**Required work**. Retype the full set of records. Keep every character identical.

**Provided records**.
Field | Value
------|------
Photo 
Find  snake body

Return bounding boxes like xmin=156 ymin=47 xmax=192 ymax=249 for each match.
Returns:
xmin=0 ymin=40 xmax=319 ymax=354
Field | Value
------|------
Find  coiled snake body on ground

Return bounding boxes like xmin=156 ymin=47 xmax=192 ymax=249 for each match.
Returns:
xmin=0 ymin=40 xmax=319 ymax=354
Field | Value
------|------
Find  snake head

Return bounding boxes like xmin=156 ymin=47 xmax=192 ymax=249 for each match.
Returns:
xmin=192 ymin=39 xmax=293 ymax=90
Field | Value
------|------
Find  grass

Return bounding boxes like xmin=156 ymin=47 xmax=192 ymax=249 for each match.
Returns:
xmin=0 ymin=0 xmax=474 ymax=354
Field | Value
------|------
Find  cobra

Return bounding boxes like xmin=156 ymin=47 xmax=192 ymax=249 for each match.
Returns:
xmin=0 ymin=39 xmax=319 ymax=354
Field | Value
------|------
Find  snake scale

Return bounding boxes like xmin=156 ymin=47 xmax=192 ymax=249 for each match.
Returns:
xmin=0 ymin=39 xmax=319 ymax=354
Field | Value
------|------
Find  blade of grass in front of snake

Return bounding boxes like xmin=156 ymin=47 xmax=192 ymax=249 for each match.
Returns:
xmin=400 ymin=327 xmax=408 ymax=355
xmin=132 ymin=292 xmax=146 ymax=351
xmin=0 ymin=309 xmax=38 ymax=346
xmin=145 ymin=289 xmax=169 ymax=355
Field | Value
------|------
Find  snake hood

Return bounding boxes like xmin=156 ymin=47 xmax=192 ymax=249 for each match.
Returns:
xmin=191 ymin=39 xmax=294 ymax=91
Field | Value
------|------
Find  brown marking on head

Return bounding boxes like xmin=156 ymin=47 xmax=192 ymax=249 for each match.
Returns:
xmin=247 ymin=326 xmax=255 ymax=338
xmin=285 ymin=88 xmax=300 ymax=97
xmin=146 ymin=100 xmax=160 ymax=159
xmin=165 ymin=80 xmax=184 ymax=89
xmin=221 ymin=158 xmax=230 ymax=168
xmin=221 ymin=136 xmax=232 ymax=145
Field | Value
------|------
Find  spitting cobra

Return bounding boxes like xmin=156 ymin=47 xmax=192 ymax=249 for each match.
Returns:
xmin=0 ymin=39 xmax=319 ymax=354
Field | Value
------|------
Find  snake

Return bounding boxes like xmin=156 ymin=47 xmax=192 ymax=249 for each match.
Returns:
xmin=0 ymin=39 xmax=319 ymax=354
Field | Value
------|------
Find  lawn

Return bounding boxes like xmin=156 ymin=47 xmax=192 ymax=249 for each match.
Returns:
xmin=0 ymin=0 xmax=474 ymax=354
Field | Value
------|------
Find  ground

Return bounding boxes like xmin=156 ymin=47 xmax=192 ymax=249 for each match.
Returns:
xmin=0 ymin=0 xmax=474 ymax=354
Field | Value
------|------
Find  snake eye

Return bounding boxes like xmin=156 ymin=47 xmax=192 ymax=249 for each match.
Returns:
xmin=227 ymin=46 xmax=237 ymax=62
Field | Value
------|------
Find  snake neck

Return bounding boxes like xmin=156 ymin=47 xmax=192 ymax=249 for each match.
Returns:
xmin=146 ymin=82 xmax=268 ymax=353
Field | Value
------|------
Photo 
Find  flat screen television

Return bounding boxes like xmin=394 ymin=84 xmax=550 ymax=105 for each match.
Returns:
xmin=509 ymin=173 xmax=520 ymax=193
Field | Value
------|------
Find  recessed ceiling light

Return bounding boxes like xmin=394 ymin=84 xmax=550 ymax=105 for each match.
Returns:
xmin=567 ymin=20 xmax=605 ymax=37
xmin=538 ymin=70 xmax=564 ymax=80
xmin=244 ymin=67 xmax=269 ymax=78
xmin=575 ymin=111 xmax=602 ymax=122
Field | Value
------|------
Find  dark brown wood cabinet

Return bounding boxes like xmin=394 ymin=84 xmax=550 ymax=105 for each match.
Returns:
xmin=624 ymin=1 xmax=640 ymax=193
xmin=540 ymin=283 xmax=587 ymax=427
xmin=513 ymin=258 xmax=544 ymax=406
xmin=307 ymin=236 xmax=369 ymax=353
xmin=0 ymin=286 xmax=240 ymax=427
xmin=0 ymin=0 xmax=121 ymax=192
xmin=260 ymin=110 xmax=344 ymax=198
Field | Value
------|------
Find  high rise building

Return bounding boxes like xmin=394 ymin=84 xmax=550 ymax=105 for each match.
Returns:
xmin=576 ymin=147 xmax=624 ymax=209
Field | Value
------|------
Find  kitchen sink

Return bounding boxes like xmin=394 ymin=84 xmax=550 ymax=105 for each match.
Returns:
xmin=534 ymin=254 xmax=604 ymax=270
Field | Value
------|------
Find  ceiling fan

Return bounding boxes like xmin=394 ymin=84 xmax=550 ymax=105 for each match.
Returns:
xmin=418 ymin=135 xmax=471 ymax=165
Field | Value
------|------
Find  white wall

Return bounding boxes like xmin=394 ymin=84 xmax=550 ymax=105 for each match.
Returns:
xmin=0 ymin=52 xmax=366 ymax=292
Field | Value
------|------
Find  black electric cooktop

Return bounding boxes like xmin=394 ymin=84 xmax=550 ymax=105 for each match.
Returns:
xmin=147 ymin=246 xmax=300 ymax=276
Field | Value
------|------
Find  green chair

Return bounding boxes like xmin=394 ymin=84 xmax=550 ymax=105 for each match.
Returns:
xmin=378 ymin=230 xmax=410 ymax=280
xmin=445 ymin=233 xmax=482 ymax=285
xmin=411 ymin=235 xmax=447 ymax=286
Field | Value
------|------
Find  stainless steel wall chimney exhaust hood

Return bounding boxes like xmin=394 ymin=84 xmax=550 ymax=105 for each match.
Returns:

**Solution to this task**.
Field | Value
------|------
Photo 
Find  snake body

Return bounding boxes like xmin=156 ymin=47 xmax=192 ymax=249 for each match.
Returns:
xmin=0 ymin=40 xmax=319 ymax=354
Field | Value
------|------
Find  coiled snake body on ground

Return bounding boxes like xmin=156 ymin=47 xmax=192 ymax=249 for each match.
Returns:
xmin=0 ymin=40 xmax=319 ymax=354
Field | Value
------|------
Find  snake head

Return bounding boxes like xmin=156 ymin=47 xmax=192 ymax=249 for each match.
Returns:
xmin=192 ymin=39 xmax=293 ymax=90
Field | Value
------|------
Find  grass

Return bounding boxes like xmin=156 ymin=47 xmax=192 ymax=249 for each match.
Returns:
xmin=0 ymin=0 xmax=474 ymax=354
Field | Value
------|------
Find  cobra

Return bounding boxes like xmin=156 ymin=47 xmax=192 ymax=249 for each match.
Returns:
xmin=0 ymin=39 xmax=319 ymax=354
Field | Value
------|------
Find  snake scale

Return bounding boxes like xmin=156 ymin=47 xmax=192 ymax=249 for each match.
Returns:
xmin=0 ymin=39 xmax=319 ymax=354
Field | Value
------|------
Find  blade of grass in front of snake

Return bounding boxes like xmin=156 ymin=47 xmax=192 ymax=249 for each match.
Returns:
xmin=400 ymin=327 xmax=408 ymax=355
xmin=132 ymin=292 xmax=146 ymax=351
xmin=0 ymin=309 xmax=38 ymax=346
xmin=145 ymin=289 xmax=169 ymax=355
Field | Value
------|------
Find  snake hood

Return bounding boxes like xmin=156 ymin=47 xmax=192 ymax=249 for each match.
Returns:
xmin=191 ymin=39 xmax=294 ymax=91
Field | Value
------|------
Find  brown marking on head

Return bounding boxes like xmin=156 ymin=47 xmax=192 ymax=249 for each match.
Returns:
xmin=247 ymin=326 xmax=255 ymax=338
xmin=285 ymin=88 xmax=300 ymax=97
xmin=146 ymin=100 xmax=160 ymax=159
xmin=165 ymin=80 xmax=184 ymax=89
xmin=221 ymin=158 xmax=230 ymax=168
xmin=221 ymin=136 xmax=232 ymax=145
Field | Value
------|------
Find  spitting cobra

Return bounding boxes like xmin=156 ymin=47 xmax=192 ymax=249 for each match.
Returns:
xmin=0 ymin=39 xmax=319 ymax=354
Field | Value
------|------
Find  snake

Return bounding boxes like xmin=156 ymin=47 xmax=192 ymax=249 for each match.
Returns:
xmin=0 ymin=39 xmax=319 ymax=354
Field | Value
------|------
Find  lawn

Return bounding boxes like xmin=156 ymin=47 xmax=192 ymax=249 for each match.
Returns:
xmin=0 ymin=0 xmax=474 ymax=354
Field | Value
------|------
Find  ground

Return bounding boxes like xmin=156 ymin=47 xmax=192 ymax=249 for each match.
Returns:
xmin=0 ymin=0 xmax=474 ymax=354
Field | Value
------|------
Find  snake eye

Return bounding boxes like xmin=156 ymin=47 xmax=192 ymax=249 for each match.
Returns:
xmin=227 ymin=46 xmax=237 ymax=62
Field | Value
------|------
Find  snake neck

Return bounding boxes like xmin=156 ymin=47 xmax=192 ymax=249 for each match.
Returns:
xmin=146 ymin=82 xmax=268 ymax=353
Field | Value
------|------
Photo 
Find  flat screen television

Return bounding boxes like xmin=394 ymin=84 xmax=550 ymax=105 for each match.
Returns:
xmin=509 ymin=173 xmax=520 ymax=193
Field | Value
------|------
Find  recessed ceiling light

Return bounding boxes like xmin=394 ymin=84 xmax=550 ymax=105 for each match.
Returns:
xmin=567 ymin=20 xmax=605 ymax=37
xmin=538 ymin=70 xmax=564 ymax=80
xmin=244 ymin=67 xmax=269 ymax=78
xmin=575 ymin=111 xmax=602 ymax=122
Field | Value
------|------
Find  dark brown wood cabinet

Return bounding boxes like xmin=394 ymin=84 xmax=550 ymax=105 for each match.
Returns:
xmin=624 ymin=1 xmax=640 ymax=193
xmin=540 ymin=283 xmax=587 ymax=427
xmin=513 ymin=258 xmax=544 ymax=406
xmin=307 ymin=236 xmax=369 ymax=353
xmin=0 ymin=286 xmax=240 ymax=427
xmin=0 ymin=0 xmax=121 ymax=192
xmin=260 ymin=110 xmax=344 ymax=198
Field | Value
------|------
Find  high rise building

Return bounding boxes like xmin=394 ymin=84 xmax=550 ymax=105 for each match.
Returns:
xmin=576 ymin=147 xmax=624 ymax=209
Field | Value
------|------
Find  kitchen sink

Return bounding boxes like xmin=394 ymin=84 xmax=550 ymax=105 for each match.
Returns:
xmin=534 ymin=254 xmax=604 ymax=270
Field | Value
------|------
Find  ceiling fan

Return bounding boxes like xmin=394 ymin=84 xmax=550 ymax=105 for each match.
Returns:
xmin=418 ymin=135 xmax=471 ymax=165
Field | Value
------|------
Find  white wall

Return bounding boxes like xmin=394 ymin=84 xmax=550 ymax=105 for each match.
Returns:
xmin=0 ymin=52 xmax=366 ymax=292
Field | Value
------|------
Find  black electric cooktop

Return bounding boxes like xmin=394 ymin=84 xmax=550 ymax=105 for each match.
Returns:
xmin=147 ymin=246 xmax=300 ymax=276
Field | Value
------|------
Find  green chair

Return bounding boxes like xmin=394 ymin=84 xmax=550 ymax=105 for each match.
Returns:
xmin=378 ymin=230 xmax=410 ymax=280
xmin=445 ymin=233 xmax=482 ymax=285
xmin=411 ymin=235 xmax=447 ymax=286
Field | Value
------|------
Find  stainless steel wall chimney exhaust hood

Return bounding boxes like xmin=394 ymin=84 xmax=550 ymax=105 for each match.
Returns:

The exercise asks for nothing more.